TASK STATEMENT:
From the entries below, keep only the lines that contain the string "post". Case counts.
* begin SUPPLIED RECORDS *
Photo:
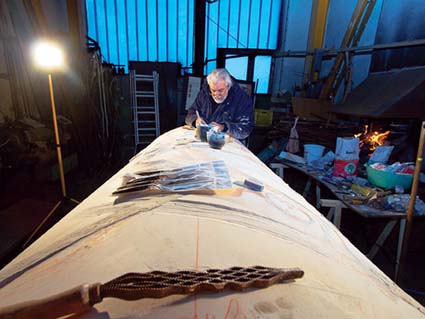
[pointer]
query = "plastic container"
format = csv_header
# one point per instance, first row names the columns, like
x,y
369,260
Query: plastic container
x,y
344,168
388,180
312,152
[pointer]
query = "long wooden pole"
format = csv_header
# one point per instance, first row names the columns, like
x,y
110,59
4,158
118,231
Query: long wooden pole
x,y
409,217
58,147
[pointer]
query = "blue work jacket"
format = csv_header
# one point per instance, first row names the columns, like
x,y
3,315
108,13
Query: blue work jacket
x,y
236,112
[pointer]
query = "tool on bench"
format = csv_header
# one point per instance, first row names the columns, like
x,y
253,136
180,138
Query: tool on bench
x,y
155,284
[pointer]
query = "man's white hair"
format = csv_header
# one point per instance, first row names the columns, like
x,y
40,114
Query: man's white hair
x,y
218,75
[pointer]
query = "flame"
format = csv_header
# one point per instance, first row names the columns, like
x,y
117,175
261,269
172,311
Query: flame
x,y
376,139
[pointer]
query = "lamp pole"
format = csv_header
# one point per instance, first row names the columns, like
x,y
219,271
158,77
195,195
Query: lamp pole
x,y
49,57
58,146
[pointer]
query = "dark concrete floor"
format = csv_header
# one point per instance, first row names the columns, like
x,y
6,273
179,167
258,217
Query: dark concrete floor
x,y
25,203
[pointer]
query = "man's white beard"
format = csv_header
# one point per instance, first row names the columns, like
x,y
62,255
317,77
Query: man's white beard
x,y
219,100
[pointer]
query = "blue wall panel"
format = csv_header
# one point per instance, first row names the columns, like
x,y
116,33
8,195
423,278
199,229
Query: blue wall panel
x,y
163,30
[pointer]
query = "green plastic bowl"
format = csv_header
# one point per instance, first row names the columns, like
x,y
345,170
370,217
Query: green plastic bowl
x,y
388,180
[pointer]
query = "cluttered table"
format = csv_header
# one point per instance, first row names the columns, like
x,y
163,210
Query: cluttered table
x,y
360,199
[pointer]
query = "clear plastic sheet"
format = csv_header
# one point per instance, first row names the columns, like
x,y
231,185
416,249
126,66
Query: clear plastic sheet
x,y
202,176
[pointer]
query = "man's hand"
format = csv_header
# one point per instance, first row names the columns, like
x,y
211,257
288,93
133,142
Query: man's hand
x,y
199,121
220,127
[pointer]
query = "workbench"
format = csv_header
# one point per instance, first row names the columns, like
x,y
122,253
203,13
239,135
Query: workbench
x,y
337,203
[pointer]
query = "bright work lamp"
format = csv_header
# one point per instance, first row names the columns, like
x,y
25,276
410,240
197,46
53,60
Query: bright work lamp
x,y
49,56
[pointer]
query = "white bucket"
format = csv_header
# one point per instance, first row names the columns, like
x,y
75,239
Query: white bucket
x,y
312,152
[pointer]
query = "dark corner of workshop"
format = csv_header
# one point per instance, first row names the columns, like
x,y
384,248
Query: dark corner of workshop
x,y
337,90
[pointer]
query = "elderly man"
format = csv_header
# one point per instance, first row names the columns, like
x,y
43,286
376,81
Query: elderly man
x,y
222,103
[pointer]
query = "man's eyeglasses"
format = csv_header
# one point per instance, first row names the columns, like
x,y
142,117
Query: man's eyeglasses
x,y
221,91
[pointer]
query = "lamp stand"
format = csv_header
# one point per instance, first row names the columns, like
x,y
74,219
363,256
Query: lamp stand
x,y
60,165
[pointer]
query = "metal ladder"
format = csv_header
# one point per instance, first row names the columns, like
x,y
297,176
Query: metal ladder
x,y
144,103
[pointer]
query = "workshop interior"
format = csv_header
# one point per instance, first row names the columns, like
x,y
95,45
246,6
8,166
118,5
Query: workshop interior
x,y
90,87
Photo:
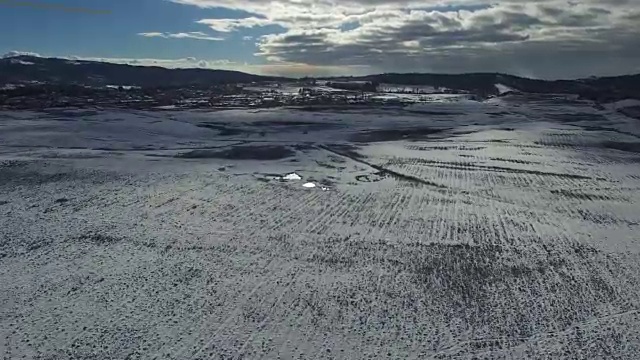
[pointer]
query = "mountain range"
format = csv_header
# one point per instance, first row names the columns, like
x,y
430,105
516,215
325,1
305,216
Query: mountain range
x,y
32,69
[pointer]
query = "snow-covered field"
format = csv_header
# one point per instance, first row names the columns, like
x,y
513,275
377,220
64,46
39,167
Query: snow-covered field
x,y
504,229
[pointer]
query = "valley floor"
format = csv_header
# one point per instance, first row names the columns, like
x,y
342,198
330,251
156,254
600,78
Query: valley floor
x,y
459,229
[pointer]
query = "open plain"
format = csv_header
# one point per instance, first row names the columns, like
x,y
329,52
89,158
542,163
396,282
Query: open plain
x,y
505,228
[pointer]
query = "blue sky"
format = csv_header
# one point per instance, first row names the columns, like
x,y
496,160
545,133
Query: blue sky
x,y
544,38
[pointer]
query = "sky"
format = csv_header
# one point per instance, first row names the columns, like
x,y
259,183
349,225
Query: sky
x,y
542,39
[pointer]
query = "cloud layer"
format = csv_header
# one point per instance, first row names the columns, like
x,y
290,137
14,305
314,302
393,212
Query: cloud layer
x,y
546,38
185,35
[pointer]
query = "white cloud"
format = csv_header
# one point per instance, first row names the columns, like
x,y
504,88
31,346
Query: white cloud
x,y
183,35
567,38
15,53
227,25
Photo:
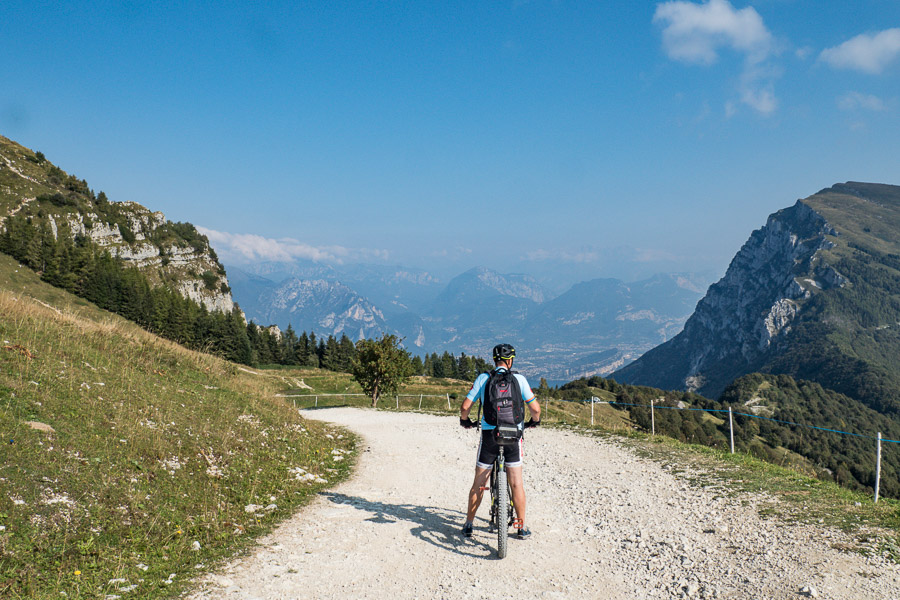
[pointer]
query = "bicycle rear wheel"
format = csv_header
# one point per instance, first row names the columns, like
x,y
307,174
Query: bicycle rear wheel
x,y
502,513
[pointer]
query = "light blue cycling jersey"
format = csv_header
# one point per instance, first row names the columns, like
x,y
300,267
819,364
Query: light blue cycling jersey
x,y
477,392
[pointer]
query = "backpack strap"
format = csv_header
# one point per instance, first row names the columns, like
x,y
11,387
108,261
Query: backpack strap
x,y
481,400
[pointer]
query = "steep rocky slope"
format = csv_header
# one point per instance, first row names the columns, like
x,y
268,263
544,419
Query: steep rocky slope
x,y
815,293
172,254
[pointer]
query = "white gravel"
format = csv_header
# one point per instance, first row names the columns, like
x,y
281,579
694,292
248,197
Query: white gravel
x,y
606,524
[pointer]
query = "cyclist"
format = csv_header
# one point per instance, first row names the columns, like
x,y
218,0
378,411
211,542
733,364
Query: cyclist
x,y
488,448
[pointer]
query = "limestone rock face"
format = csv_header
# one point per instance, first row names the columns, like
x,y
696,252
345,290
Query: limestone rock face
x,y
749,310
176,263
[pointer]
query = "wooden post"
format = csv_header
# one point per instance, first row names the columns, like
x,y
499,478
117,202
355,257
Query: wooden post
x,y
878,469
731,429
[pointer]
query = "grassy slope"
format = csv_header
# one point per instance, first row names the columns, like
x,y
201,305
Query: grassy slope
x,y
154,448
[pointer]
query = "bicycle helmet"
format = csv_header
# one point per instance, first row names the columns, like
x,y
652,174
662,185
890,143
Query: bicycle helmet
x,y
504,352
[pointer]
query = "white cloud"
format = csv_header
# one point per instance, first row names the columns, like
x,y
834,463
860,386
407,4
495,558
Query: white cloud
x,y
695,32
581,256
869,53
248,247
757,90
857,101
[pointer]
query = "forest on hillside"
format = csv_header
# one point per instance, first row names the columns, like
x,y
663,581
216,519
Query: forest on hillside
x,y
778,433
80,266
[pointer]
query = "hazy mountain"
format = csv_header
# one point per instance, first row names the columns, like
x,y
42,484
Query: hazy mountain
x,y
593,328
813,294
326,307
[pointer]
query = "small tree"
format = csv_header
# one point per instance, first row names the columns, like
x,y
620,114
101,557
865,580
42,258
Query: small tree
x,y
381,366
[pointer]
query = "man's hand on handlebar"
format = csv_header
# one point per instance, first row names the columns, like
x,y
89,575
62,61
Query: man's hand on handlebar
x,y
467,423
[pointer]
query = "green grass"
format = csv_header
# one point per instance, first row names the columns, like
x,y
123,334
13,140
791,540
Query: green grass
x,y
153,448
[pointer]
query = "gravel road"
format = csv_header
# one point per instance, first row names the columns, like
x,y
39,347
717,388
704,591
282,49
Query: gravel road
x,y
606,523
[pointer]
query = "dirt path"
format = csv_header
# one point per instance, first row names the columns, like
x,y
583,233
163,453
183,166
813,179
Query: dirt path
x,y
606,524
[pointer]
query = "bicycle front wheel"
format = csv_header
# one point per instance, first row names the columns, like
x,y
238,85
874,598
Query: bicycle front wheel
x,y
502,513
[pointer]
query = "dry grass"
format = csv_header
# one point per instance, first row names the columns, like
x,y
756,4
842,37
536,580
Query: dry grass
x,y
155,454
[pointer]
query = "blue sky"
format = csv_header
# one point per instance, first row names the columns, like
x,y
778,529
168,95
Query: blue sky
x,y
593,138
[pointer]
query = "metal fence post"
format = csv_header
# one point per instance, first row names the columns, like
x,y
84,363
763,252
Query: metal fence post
* end SUPPLIED RECORDS *
ANSWER FOR THIS EXERCISE:
query = "wooden post"
Query: wooden post
query = "metal fence post"
Query: metal fence post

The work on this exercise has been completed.